Dataset entries:
___
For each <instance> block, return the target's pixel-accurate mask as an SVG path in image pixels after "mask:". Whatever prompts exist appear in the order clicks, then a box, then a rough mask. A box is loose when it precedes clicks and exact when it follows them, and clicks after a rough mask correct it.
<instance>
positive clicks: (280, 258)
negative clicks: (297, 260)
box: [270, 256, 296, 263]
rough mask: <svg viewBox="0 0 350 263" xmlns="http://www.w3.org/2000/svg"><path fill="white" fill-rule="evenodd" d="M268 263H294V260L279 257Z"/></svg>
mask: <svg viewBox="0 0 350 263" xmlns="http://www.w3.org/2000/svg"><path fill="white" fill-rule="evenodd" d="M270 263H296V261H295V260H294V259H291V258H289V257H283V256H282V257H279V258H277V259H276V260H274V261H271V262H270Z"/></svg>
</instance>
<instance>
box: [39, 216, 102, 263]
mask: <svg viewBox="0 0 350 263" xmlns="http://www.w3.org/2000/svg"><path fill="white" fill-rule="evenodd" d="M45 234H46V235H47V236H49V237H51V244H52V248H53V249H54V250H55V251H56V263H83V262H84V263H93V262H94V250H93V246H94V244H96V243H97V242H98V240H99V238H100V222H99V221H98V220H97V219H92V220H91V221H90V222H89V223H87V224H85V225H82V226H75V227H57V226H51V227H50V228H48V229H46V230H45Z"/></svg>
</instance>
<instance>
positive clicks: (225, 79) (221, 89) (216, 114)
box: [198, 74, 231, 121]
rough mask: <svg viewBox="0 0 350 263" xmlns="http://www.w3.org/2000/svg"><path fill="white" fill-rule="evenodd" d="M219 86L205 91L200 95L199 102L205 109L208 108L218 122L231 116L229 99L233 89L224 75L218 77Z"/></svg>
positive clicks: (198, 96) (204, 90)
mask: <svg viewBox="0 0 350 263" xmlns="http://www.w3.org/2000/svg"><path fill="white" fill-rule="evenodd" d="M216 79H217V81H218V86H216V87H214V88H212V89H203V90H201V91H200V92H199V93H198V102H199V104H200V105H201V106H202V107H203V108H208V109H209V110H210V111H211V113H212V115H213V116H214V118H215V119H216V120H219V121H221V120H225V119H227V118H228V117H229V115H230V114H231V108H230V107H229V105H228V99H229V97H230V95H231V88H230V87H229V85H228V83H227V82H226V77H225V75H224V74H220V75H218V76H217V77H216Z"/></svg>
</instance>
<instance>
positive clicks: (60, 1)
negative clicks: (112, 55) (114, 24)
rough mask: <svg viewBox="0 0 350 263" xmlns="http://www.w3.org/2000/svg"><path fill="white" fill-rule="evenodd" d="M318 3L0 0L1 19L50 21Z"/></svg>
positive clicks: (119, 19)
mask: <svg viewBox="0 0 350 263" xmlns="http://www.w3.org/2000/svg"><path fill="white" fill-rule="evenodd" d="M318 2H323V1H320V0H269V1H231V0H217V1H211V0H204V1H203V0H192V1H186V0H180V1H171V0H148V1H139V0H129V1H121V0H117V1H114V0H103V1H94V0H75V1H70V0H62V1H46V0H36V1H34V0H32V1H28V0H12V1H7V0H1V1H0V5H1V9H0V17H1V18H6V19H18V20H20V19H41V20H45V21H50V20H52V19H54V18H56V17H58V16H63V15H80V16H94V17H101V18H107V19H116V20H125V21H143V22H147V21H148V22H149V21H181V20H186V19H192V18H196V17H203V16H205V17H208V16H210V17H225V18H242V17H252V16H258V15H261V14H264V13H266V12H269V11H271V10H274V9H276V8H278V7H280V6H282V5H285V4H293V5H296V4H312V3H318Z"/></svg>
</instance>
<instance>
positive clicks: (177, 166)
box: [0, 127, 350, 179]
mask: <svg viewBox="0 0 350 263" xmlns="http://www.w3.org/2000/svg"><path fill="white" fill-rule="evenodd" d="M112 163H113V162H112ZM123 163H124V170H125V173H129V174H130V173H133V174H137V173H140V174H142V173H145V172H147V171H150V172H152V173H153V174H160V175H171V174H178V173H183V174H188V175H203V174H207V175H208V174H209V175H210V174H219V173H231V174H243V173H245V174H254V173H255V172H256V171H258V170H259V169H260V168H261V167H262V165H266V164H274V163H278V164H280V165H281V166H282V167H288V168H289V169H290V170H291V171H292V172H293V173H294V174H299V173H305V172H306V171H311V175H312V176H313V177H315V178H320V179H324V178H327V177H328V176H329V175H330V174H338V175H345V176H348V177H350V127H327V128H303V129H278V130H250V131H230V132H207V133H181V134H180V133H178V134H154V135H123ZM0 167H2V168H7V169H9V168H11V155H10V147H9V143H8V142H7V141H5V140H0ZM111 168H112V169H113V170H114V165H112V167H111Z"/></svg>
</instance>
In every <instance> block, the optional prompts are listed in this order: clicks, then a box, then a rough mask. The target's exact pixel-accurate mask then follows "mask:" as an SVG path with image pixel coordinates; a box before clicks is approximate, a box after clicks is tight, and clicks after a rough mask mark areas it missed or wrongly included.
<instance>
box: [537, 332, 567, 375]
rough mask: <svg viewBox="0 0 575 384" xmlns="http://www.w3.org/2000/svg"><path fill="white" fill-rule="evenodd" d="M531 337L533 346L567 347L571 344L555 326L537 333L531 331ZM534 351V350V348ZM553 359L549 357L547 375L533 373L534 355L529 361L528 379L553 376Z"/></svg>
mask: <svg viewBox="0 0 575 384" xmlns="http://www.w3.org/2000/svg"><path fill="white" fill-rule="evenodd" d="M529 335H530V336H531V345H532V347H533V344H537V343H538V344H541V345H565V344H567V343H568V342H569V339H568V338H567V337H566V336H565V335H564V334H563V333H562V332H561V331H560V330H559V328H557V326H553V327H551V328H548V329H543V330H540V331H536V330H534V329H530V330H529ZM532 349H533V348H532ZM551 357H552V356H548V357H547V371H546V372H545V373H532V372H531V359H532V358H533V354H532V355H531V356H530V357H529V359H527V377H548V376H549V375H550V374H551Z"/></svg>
___
WORK ORDER: Restate the records from above exactly as they read.

TASK RESULT:
For each <instance> block, return the target's pixel-accurate mask as an SVG path in image pixels after "mask:". Whatever prompts exist appear in the order clicks, then a box, then a rough mask. A box is loose when it precedes clicks and exact when it follows them, and clicks after a rough mask correct it.
<instance>
positive clicks: (280, 258)
negative clicks: (297, 260)
box: [270, 256, 296, 263]
rough mask: <svg viewBox="0 0 350 263" xmlns="http://www.w3.org/2000/svg"><path fill="white" fill-rule="evenodd" d="M268 263H294V260L279 257Z"/></svg>
mask: <svg viewBox="0 0 350 263" xmlns="http://www.w3.org/2000/svg"><path fill="white" fill-rule="evenodd" d="M270 263H296V261H295V260H294V259H291V258H289V257H283V256H282V257H279V258H277V259H276V260H274V261H271V262H270Z"/></svg>
</instance>
<instance>
box: [39, 216, 102, 263]
mask: <svg viewBox="0 0 350 263" xmlns="http://www.w3.org/2000/svg"><path fill="white" fill-rule="evenodd" d="M45 234H46V235H47V236H49V237H51V244H52V248H53V249H54V250H55V251H56V263H83V262H84V263H93V262H94V250H93V246H94V244H96V243H97V242H98V240H99V238H100V222H99V221H98V220H97V219H92V220H91V221H90V222H89V223H87V224H85V225H82V226H75V227H57V226H51V227H50V228H48V229H46V230H45Z"/></svg>
</instance>
<instance>
positive clicks: (225, 79) (221, 89) (216, 114)
box: [198, 74, 231, 121]
rough mask: <svg viewBox="0 0 350 263" xmlns="http://www.w3.org/2000/svg"><path fill="white" fill-rule="evenodd" d="M219 86L205 91L200 95L199 102L205 109L208 108L218 122L231 116L229 99L233 89L224 75L218 77Z"/></svg>
positive clicks: (198, 96) (204, 90)
mask: <svg viewBox="0 0 350 263" xmlns="http://www.w3.org/2000/svg"><path fill="white" fill-rule="evenodd" d="M216 79H217V81H218V86H216V87H214V88H212V89H203V90H201V91H200V92H199V93H198V102H199V104H200V105H201V106H202V107H203V108H208V109H209V110H210V111H211V113H212V115H213V116H214V118H215V119H216V120H219V121H221V120H225V119H227V118H228V117H229V115H230V114H231V108H230V107H229V105H228V99H229V97H230V95H231V88H230V87H229V85H228V83H227V82H226V77H225V75H224V74H220V75H218V76H217V77H216Z"/></svg>
</instance>
<instance>
positive clicks: (60, 1)
negative clicks: (112, 55) (114, 24)
rough mask: <svg viewBox="0 0 350 263" xmlns="http://www.w3.org/2000/svg"><path fill="white" fill-rule="evenodd" d="M318 3L0 0L1 19L50 21Z"/></svg>
positive clicks: (119, 19)
mask: <svg viewBox="0 0 350 263" xmlns="http://www.w3.org/2000/svg"><path fill="white" fill-rule="evenodd" d="M318 2H323V1H320V0H269V1H231V0H217V1H211V0H204V1H203V0H192V1H186V0H180V1H171V0H148V1H139V0H129V1H121V0H117V1H114V0H103V1H94V0H75V1H70V0H62V1H46V0H36V1H34V0H32V1H28V0H12V1H7V0H1V1H0V5H1V9H0V17H1V18H6V19H18V20H20V19H41V20H45V21H50V20H52V19H54V18H56V17H58V16H63V15H80V16H94V17H101V18H107V19H116V20H125V21H143V22H147V21H148V22H149V21H181V20H186V19H192V18H196V17H203V16H205V17H208V16H210V17H225V18H242V17H252V16H258V15H261V14H264V13H266V12H269V11H271V10H274V9H276V8H278V7H280V6H282V5H285V4H293V5H296V4H312V3H318Z"/></svg>
</instance>
<instance>
positive clicks: (177, 166)
box: [0, 127, 350, 179]
mask: <svg viewBox="0 0 350 263" xmlns="http://www.w3.org/2000/svg"><path fill="white" fill-rule="evenodd" d="M112 163H113V162H112ZM123 163H124V170H125V173H129V174H130V173H133V174H137V173H140V174H142V173H145V172H147V171H150V172H152V173H153V174H160V175H171V174H178V173H183V174H188V175H203V174H207V175H208V174H209V175H210V174H219V173H231V174H243V173H245V174H254V173H255V172H256V171H258V170H259V169H260V168H261V167H262V165H266V164H274V163H278V164H280V165H281V166H282V167H288V168H289V169H290V170H291V171H292V172H293V173H294V174H299V173H305V172H306V171H311V175H312V176H313V177H315V178H320V179H324V178H327V177H328V176H329V175H330V174H338V175H345V176H348V177H350V127H327V128H303V129H278V130H250V131H230V132H207V133H181V134H180V133H178V134H154V135H123ZM0 167H2V168H7V169H9V168H11V155H10V147H9V143H8V142H7V141H5V140H0ZM111 168H112V169H113V170H114V165H112V167H111Z"/></svg>
</instance>
In every <instance> block, the optional prompts are listed in this order: clicks, then a box, then a rough mask. The target's exact pixel-accurate mask then follows "mask:" as an SVG path with image pixel coordinates; a box before clicks is approximate, a box after clicks is tight, and clicks after a rough mask mark areas it missed or wrongly included.
<instance>
box: [537, 332, 567, 375]
rough mask: <svg viewBox="0 0 575 384" xmlns="http://www.w3.org/2000/svg"><path fill="white" fill-rule="evenodd" d="M531 337L533 346L567 347L571 344L555 326L537 333L531 331ZM534 351V350V348ZM553 359L549 357L547 375L533 373L534 355L529 361L528 379L553 376Z"/></svg>
mask: <svg viewBox="0 0 575 384" xmlns="http://www.w3.org/2000/svg"><path fill="white" fill-rule="evenodd" d="M529 335H530V336H531V345H532V347H533V344H537V343H538V344H541V345H565V344H567V343H568V342H569V339H568V338H567V337H566V336H565V335H564V334H563V333H562V332H561V331H560V330H559V328H557V326H553V327H551V328H548V329H543V330H540V331H536V330H534V329H530V330H529ZM532 349H533V348H532ZM551 357H552V356H548V357H547V371H546V372H545V373H532V372H531V359H532V358H533V354H532V355H531V356H530V357H529V359H527V377H548V376H549V375H550V374H551Z"/></svg>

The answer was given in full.